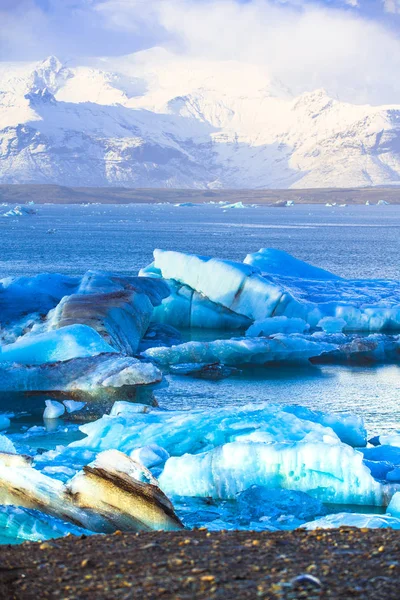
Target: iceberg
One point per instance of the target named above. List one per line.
(354, 520)
(279, 348)
(54, 346)
(53, 409)
(277, 325)
(119, 309)
(259, 502)
(271, 283)
(104, 376)
(128, 427)
(330, 472)
(19, 525)
(20, 211)
(37, 295)
(394, 507)
(277, 262)
(113, 492)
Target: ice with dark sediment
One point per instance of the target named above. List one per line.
(113, 492)
(100, 376)
(268, 284)
(105, 337)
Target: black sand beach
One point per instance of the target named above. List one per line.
(339, 563)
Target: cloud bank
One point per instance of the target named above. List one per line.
(349, 47)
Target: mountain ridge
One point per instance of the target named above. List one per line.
(165, 122)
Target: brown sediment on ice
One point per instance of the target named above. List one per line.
(339, 563)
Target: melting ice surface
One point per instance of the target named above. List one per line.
(260, 358)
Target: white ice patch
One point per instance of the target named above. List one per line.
(53, 409)
(331, 472)
(394, 506)
(150, 456)
(277, 325)
(53, 346)
(73, 406)
(194, 431)
(354, 520)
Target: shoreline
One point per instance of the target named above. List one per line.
(198, 564)
(58, 194)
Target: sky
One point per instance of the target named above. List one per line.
(350, 47)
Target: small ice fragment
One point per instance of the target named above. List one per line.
(6, 445)
(53, 409)
(4, 422)
(332, 324)
(73, 406)
(150, 456)
(394, 507)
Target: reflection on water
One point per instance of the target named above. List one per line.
(372, 392)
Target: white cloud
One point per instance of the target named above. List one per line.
(392, 6)
(306, 43)
(306, 46)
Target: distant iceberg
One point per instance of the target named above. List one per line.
(20, 211)
(215, 293)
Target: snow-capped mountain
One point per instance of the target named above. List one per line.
(156, 120)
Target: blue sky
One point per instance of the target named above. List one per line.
(350, 47)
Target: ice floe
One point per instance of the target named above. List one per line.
(271, 283)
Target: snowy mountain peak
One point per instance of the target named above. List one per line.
(49, 75)
(158, 120)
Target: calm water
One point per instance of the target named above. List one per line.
(361, 241)
(355, 242)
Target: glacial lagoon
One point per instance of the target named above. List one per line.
(226, 408)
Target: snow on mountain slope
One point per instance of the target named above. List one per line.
(153, 119)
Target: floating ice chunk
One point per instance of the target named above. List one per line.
(150, 456)
(179, 432)
(349, 427)
(113, 492)
(332, 324)
(236, 286)
(26, 295)
(6, 445)
(333, 473)
(257, 502)
(383, 453)
(213, 372)
(120, 489)
(394, 475)
(234, 205)
(73, 406)
(20, 211)
(125, 408)
(4, 422)
(21, 524)
(118, 308)
(241, 351)
(107, 376)
(185, 308)
(390, 439)
(159, 334)
(354, 520)
(278, 262)
(285, 287)
(394, 507)
(277, 325)
(53, 346)
(53, 409)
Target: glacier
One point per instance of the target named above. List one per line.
(251, 293)
(155, 119)
(97, 348)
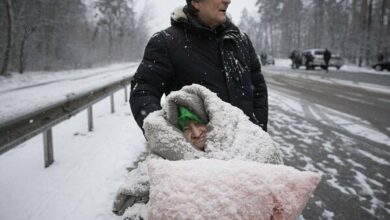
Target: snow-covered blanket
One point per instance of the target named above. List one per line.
(230, 135)
(237, 190)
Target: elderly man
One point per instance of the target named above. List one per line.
(202, 46)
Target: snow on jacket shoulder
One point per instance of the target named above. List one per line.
(222, 60)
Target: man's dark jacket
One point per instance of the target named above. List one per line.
(223, 60)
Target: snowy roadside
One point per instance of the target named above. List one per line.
(88, 168)
(282, 66)
(23, 94)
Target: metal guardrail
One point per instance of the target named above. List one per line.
(17, 131)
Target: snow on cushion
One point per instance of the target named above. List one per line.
(215, 189)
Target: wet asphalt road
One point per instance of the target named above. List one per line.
(355, 167)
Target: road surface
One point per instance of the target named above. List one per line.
(339, 130)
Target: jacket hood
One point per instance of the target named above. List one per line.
(184, 17)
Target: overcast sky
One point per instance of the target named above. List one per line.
(162, 9)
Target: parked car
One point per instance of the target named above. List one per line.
(382, 66)
(336, 61)
(266, 59)
(270, 60)
(313, 58)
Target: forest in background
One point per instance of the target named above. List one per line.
(358, 30)
(56, 34)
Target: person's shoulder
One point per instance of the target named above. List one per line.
(168, 34)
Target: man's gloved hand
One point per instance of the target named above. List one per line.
(138, 211)
(134, 190)
(123, 202)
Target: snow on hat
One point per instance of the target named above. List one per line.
(186, 115)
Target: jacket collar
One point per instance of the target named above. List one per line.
(185, 18)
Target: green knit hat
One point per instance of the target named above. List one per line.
(186, 115)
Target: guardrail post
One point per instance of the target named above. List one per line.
(48, 147)
(90, 118)
(112, 103)
(126, 94)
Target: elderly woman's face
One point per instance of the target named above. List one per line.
(195, 133)
(212, 12)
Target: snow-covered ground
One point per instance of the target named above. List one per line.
(89, 166)
(22, 94)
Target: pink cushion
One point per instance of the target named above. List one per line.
(215, 189)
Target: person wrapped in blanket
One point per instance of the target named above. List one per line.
(193, 123)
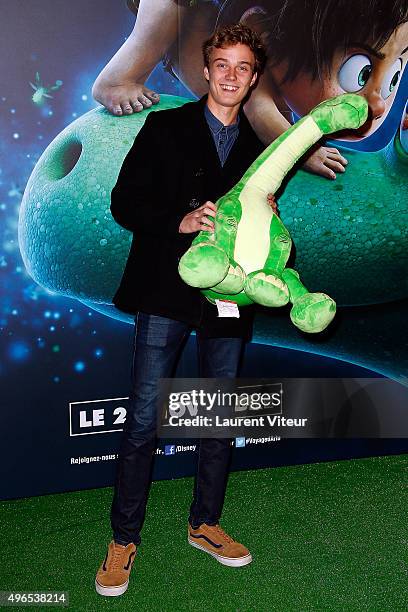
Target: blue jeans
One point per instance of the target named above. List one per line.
(157, 346)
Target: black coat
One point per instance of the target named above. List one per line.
(172, 168)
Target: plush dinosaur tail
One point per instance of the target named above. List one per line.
(348, 111)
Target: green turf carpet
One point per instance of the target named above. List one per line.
(328, 536)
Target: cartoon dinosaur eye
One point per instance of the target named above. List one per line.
(355, 72)
(391, 78)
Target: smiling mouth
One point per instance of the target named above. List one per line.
(229, 88)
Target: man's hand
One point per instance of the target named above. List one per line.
(198, 220)
(325, 161)
(272, 203)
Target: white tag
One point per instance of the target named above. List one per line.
(227, 308)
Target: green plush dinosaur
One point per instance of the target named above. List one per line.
(244, 259)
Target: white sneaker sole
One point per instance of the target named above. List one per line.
(111, 591)
(230, 561)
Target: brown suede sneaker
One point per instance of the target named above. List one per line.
(212, 539)
(112, 578)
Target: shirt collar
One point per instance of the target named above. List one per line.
(216, 125)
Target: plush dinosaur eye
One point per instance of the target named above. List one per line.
(355, 72)
(391, 78)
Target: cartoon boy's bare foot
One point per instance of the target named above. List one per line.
(125, 98)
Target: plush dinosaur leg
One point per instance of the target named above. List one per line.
(266, 286)
(209, 261)
(311, 312)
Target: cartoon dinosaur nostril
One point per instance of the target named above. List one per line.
(64, 160)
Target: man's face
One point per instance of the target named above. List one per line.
(230, 74)
(373, 75)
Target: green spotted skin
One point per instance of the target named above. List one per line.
(351, 234)
(248, 232)
(68, 239)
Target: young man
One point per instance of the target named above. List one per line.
(182, 161)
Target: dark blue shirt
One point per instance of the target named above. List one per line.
(224, 135)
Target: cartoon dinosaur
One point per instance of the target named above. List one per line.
(244, 259)
(351, 236)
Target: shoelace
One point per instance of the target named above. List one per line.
(223, 534)
(117, 556)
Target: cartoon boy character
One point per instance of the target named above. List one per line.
(316, 50)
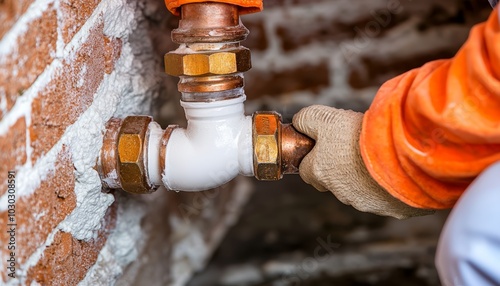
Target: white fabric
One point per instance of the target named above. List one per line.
(469, 248)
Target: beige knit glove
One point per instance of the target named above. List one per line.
(335, 162)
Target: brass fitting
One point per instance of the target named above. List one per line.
(278, 148)
(132, 145)
(210, 58)
(267, 146)
(210, 63)
(123, 160)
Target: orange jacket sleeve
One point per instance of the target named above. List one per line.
(246, 6)
(432, 130)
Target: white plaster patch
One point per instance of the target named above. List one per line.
(122, 246)
(9, 41)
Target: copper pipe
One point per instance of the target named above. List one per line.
(209, 22)
(210, 58)
(163, 145)
(294, 147)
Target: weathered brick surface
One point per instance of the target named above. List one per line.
(307, 77)
(71, 90)
(39, 213)
(34, 51)
(374, 72)
(13, 151)
(68, 255)
(10, 11)
(74, 15)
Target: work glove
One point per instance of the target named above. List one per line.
(335, 162)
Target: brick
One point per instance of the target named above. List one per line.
(67, 260)
(10, 11)
(71, 90)
(38, 213)
(374, 71)
(304, 31)
(13, 154)
(33, 53)
(307, 77)
(74, 13)
(257, 40)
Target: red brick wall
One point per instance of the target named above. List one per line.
(67, 66)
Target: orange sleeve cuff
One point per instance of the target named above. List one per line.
(246, 6)
(431, 131)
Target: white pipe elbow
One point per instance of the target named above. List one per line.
(215, 147)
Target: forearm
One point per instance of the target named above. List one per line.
(431, 131)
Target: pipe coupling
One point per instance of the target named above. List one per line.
(125, 160)
(278, 148)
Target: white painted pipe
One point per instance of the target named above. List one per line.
(215, 147)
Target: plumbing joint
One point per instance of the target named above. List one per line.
(219, 142)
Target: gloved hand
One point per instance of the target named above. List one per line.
(335, 162)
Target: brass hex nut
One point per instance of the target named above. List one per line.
(267, 146)
(208, 63)
(132, 167)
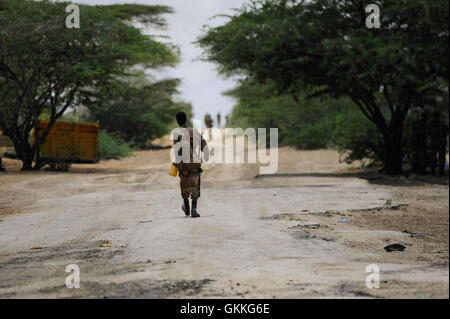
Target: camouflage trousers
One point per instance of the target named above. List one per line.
(190, 183)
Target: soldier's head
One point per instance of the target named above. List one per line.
(181, 118)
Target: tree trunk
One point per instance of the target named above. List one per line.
(393, 155)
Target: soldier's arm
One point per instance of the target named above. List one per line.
(205, 150)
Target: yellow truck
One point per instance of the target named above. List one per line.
(70, 142)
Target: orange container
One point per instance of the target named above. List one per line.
(74, 142)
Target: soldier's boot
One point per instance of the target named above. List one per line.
(186, 209)
(194, 213)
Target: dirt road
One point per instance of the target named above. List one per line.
(259, 237)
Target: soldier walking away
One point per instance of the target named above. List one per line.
(438, 132)
(190, 172)
(419, 143)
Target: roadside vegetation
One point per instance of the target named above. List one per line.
(369, 80)
(47, 70)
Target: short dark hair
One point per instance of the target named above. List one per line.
(181, 118)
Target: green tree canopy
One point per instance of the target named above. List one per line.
(45, 66)
(300, 45)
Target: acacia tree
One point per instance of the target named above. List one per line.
(138, 111)
(46, 67)
(325, 45)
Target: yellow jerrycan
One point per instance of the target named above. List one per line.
(173, 171)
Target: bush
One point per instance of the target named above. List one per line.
(111, 146)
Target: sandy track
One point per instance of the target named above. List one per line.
(258, 237)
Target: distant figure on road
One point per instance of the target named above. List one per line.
(419, 142)
(190, 172)
(209, 125)
(438, 132)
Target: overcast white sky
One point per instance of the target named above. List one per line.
(201, 84)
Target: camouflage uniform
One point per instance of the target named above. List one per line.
(190, 173)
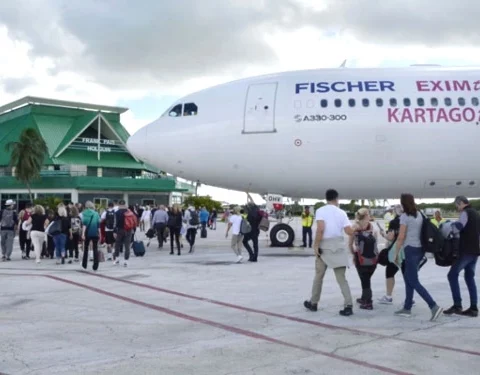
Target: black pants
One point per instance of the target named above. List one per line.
(25, 244)
(365, 273)
(160, 228)
(252, 236)
(94, 241)
(190, 237)
(123, 240)
(307, 231)
(73, 245)
(174, 235)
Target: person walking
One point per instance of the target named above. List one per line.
(409, 238)
(330, 251)
(90, 234)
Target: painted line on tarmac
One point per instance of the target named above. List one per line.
(287, 317)
(224, 327)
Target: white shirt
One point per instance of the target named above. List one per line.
(335, 220)
(236, 221)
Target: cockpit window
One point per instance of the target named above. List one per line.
(176, 111)
(190, 109)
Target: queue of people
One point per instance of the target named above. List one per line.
(405, 253)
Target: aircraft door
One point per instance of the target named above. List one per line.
(260, 109)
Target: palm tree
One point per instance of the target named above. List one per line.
(27, 156)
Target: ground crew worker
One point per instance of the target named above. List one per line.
(438, 219)
(307, 222)
(388, 217)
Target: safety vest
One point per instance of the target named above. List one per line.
(436, 222)
(307, 221)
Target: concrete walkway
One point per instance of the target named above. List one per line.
(203, 314)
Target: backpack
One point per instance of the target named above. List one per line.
(7, 219)
(171, 221)
(110, 220)
(129, 220)
(451, 246)
(76, 224)
(245, 227)
(367, 254)
(431, 237)
(194, 220)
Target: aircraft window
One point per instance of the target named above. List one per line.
(176, 111)
(190, 109)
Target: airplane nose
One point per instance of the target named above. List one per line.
(136, 144)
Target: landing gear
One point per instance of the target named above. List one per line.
(282, 235)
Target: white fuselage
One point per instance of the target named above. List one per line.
(300, 133)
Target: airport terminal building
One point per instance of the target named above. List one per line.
(87, 156)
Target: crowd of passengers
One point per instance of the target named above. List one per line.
(405, 253)
(82, 228)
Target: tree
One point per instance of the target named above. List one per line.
(27, 156)
(199, 202)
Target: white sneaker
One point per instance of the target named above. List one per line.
(385, 300)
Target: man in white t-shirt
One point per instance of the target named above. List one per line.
(331, 251)
(235, 222)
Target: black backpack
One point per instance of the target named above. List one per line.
(367, 254)
(110, 220)
(194, 220)
(431, 237)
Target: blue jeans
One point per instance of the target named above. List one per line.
(60, 241)
(467, 263)
(413, 256)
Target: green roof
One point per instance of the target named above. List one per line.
(68, 122)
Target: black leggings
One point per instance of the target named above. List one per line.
(365, 273)
(175, 232)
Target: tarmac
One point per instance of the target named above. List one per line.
(202, 314)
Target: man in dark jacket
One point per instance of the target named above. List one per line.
(469, 227)
(8, 226)
(254, 218)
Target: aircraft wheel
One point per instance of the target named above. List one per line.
(282, 235)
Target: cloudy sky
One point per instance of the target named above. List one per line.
(147, 53)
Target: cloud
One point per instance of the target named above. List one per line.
(157, 44)
(14, 85)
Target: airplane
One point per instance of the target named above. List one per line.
(368, 133)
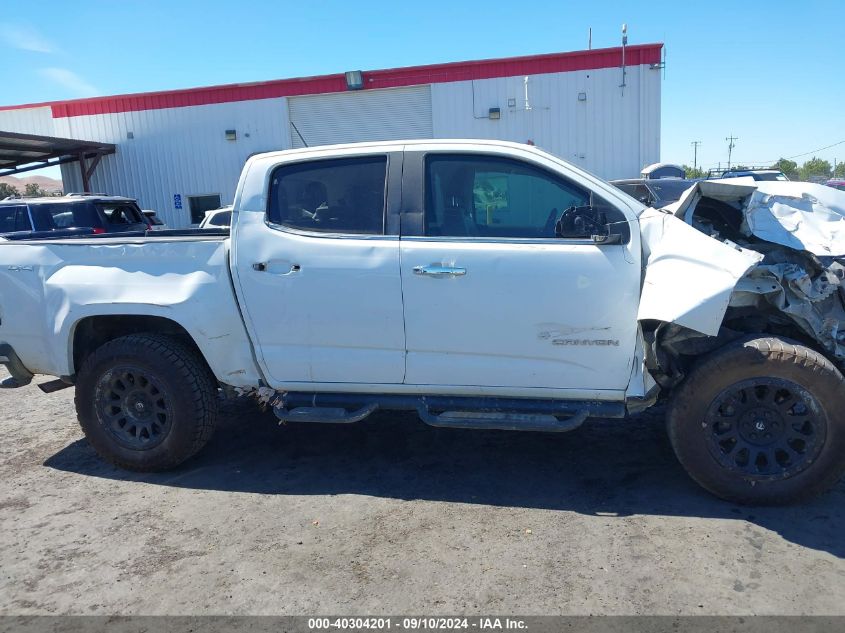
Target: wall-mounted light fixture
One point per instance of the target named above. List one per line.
(354, 80)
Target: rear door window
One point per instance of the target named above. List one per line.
(57, 215)
(335, 196)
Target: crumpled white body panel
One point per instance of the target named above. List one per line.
(800, 215)
(689, 276)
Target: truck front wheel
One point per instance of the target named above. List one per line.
(762, 422)
(145, 402)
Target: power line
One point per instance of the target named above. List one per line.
(819, 149)
(766, 162)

++++++++++

→ What is needed: Among the entries above, locate the lines containing "Target: orange jacket sleeve" and "Target: forearm", and transcribe exactly those two lines and all lines between.

→ Answer box:
Target: orange jacket sleeve
One point per instance of the target named above. List one per line.
(246, 6)
(432, 130)
Target: white plaster patch
One point per instance of the target named above. List one per line.
(122, 246)
(9, 41)
Target: copper pipe
One point per instance of the target named above. List one per line.
(209, 22)
(210, 58)
(163, 145)
(294, 147)
Target: weathered brick surface
One point per instance of the target named above. List one per line.
(307, 77)
(71, 90)
(39, 213)
(34, 51)
(374, 72)
(13, 151)
(68, 255)
(10, 11)
(74, 15)
Target: work glove
One point per instance of the target named above. List one per line.
(335, 162)
Target: brick
One point per instance of the target named above. List one per line.
(67, 260)
(10, 11)
(71, 90)
(38, 213)
(374, 71)
(304, 31)
(13, 154)
(33, 53)
(307, 77)
(74, 13)
(257, 40)
Target: red brick wall
One point per instance of the target named above. List one per line.
(67, 66)
Target: orange sleeve cuff
One point per instance of the target named above. List one per line.
(246, 6)
(431, 131)
Target: white pipe elbow
One point per instance of the target named above. List one per line.
(215, 147)
Target: forearm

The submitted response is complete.